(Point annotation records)
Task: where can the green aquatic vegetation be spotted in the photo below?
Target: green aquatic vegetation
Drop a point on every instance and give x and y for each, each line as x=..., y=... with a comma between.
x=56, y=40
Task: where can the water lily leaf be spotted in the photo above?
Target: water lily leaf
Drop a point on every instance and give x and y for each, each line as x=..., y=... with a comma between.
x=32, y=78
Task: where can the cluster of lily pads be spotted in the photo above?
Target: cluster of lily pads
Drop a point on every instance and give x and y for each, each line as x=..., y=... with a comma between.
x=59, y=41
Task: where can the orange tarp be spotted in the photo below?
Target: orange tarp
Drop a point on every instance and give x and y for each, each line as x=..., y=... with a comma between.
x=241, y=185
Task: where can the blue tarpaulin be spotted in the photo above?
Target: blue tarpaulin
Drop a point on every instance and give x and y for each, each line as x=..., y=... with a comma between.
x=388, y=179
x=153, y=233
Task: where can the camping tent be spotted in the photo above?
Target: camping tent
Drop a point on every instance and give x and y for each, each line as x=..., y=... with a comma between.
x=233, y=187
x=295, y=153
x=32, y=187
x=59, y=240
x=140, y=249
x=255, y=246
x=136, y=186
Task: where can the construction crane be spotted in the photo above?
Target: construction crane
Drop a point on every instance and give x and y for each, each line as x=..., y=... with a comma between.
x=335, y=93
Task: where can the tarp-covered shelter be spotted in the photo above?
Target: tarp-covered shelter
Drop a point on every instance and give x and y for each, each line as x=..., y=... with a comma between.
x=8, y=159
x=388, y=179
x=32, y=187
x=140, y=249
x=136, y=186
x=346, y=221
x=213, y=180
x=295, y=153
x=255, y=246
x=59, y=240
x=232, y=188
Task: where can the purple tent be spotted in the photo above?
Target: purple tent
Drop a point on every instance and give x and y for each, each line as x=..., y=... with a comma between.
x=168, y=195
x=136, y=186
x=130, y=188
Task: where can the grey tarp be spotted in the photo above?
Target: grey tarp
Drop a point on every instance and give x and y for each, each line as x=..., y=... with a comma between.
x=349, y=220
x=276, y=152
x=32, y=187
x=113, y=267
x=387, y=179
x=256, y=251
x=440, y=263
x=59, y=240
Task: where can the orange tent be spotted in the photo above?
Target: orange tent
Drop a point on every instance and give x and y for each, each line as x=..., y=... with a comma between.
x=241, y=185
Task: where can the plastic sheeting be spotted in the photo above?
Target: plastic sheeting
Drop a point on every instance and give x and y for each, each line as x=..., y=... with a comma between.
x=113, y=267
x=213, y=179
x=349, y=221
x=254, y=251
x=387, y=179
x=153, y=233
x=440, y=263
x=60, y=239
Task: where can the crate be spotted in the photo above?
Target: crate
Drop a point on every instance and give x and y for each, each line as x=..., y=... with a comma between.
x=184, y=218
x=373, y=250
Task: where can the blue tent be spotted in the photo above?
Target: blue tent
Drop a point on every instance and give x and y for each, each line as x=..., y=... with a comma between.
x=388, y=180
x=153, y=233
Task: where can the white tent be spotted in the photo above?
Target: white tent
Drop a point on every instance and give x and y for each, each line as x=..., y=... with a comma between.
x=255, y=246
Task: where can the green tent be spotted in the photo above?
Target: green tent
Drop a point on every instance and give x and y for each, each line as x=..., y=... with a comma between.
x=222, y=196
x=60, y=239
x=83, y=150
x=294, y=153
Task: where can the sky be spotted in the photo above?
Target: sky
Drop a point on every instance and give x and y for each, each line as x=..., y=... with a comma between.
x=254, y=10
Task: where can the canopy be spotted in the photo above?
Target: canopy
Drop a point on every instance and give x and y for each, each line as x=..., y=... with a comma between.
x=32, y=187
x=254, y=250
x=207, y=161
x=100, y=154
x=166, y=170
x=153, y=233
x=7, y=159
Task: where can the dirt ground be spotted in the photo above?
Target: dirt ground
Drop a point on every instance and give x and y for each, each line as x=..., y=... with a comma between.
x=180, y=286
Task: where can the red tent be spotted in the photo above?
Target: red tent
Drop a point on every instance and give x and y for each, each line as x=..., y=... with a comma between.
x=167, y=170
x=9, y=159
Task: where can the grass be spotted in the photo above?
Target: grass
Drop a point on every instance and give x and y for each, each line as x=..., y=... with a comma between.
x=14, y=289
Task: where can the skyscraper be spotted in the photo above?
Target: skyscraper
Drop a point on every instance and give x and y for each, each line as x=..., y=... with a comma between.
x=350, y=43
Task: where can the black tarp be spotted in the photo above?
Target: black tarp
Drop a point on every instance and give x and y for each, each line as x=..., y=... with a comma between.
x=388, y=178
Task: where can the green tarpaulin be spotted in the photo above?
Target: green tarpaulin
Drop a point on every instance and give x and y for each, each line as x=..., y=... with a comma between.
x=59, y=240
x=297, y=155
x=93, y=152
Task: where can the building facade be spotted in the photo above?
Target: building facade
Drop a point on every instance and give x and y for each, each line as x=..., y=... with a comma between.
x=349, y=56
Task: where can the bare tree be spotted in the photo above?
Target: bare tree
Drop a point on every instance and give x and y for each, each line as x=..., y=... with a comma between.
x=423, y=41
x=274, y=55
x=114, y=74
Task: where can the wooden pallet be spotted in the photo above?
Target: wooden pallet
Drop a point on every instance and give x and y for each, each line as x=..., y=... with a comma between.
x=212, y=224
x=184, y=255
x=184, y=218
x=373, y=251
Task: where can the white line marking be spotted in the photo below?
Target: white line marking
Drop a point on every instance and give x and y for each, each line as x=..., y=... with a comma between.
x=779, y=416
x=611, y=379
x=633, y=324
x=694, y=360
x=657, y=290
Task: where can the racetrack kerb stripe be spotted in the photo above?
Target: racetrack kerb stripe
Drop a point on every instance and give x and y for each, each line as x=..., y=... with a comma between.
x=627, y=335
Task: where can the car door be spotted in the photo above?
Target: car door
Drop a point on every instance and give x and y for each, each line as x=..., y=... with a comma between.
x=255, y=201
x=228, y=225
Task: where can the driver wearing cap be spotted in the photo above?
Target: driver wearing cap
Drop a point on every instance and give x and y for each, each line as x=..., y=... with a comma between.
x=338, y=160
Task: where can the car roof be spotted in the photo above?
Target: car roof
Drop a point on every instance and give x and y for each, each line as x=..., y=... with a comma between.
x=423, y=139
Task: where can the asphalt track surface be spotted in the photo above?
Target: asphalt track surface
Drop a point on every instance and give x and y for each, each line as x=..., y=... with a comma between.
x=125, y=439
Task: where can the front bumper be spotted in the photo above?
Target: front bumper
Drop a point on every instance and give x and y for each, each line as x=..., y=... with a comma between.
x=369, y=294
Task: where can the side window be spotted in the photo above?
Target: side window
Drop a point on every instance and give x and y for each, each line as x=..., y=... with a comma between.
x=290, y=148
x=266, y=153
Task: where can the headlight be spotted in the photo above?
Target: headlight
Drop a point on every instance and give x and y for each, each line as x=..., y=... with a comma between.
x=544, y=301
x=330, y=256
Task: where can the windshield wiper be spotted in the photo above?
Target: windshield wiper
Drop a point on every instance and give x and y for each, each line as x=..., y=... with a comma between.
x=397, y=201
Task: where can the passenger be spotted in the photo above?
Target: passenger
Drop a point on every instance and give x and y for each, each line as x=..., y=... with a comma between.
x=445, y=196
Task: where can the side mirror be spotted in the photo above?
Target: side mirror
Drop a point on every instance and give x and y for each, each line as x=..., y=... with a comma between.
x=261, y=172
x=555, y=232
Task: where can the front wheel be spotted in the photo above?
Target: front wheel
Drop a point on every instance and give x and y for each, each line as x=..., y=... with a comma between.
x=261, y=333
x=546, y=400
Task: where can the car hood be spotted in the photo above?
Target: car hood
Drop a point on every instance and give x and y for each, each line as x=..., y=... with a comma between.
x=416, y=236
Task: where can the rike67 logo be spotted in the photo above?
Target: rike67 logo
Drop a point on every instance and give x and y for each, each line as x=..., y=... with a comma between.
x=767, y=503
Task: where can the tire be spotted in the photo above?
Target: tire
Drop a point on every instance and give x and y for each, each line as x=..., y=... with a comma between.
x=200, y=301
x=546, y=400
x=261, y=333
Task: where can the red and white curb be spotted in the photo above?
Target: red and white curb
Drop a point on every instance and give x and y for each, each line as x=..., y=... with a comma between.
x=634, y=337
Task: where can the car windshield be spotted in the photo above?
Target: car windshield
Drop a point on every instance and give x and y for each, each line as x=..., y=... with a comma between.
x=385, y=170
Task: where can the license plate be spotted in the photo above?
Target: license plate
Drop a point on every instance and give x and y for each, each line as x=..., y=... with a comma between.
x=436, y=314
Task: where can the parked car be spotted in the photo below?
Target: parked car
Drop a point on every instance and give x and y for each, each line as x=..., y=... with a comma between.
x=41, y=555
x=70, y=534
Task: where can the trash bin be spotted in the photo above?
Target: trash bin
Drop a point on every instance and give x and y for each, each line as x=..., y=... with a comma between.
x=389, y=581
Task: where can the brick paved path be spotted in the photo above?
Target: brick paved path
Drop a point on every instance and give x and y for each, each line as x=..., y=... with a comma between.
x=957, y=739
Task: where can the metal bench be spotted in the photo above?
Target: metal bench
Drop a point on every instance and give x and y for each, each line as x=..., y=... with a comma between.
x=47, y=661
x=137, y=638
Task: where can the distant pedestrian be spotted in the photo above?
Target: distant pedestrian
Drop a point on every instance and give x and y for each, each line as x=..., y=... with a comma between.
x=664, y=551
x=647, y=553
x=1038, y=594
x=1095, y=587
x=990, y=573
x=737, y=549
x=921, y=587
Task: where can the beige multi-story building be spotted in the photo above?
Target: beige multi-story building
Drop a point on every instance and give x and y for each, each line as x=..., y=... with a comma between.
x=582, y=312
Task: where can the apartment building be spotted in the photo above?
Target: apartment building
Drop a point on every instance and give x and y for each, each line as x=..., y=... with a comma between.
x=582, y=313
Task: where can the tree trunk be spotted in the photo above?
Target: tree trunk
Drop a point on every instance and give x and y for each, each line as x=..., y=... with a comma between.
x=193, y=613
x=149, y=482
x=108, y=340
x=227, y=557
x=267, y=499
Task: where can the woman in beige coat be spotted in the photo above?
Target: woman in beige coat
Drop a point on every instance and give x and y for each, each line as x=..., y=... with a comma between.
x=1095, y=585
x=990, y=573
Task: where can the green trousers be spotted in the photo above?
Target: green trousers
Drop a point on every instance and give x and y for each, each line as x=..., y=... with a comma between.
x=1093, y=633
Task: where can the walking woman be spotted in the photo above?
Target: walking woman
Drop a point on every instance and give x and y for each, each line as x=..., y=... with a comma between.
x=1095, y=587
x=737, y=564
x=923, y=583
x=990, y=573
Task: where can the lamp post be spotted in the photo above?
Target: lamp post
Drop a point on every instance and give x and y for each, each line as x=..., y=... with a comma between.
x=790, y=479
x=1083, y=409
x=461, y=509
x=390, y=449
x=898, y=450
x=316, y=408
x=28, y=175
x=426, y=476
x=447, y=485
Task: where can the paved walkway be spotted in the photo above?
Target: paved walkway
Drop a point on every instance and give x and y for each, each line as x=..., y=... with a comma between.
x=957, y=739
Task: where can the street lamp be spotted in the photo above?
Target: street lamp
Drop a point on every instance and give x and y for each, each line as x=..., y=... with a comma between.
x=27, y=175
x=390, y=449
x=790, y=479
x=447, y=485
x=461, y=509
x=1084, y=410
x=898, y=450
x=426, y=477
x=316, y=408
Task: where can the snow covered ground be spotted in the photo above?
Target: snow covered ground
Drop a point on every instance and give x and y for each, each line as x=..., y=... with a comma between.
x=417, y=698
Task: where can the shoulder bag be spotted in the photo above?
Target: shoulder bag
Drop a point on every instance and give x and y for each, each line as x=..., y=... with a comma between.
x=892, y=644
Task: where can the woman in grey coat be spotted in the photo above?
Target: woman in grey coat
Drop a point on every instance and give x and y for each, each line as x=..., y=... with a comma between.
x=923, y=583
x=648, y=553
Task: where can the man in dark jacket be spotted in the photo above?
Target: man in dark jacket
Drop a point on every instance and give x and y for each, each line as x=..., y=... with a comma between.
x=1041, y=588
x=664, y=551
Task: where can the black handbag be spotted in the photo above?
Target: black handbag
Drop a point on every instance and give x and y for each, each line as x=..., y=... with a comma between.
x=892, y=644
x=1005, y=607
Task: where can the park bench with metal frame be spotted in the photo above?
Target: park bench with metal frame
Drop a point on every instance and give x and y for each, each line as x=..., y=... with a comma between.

* **THE TASK**:
Recast the stretch of the records from the line that contains "Task: where can the brick" through the line that contains "x=582, y=313" as a Markdown table with two columns, Row and Line. Number each line in Row, put the line in Line, and leave out any blank lines.

* **EXERCISE ANSWER**:
| Row | Line |
|---|---|
| 1 | Task: where can the brick paved path be spotted in the photo above? |
| 2 | Target: brick paved path |
| 3 | Drop a point on every instance and give x and y for each, each line as x=..., y=... with a comma between. |
| 4 | x=957, y=739 |
| 5 | Task: where can the metal bench be spotted in the photo above? |
| 6 | Target: metal bench |
| 7 | Drop a point on every instance and give x and y for each, each line as x=..., y=... with a comma between. |
| 8 | x=47, y=661 |
| 9 | x=137, y=638 |
| 10 | Task: where can the distant pedestrian be spotted in the photo above? |
| 11 | Target: distant pedestrian |
| 12 | Drop a point on every instance and give x and y for each, each line as x=..., y=... with a comma between. |
| 13 | x=664, y=551 |
| 14 | x=647, y=553 |
| 15 | x=1038, y=594 |
| 16 | x=1095, y=587 |
| 17 | x=990, y=573 |
| 18 | x=737, y=549 |
| 19 | x=921, y=587 |
| 20 | Task: where can the beige multi-story building be spotted in the photo above? |
| 21 | Target: beige multi-story building |
| 22 | Drop a point on every instance and give x and y for each, each line as x=..., y=... with a comma between. |
| 23 | x=582, y=312 |
| 24 | Task: where can the apartment building be spotted in the photo above? |
| 25 | Target: apartment building |
| 26 | Drop a point on every instance and give x and y for each, each line as x=..., y=... with a comma between. |
| 27 | x=582, y=313 |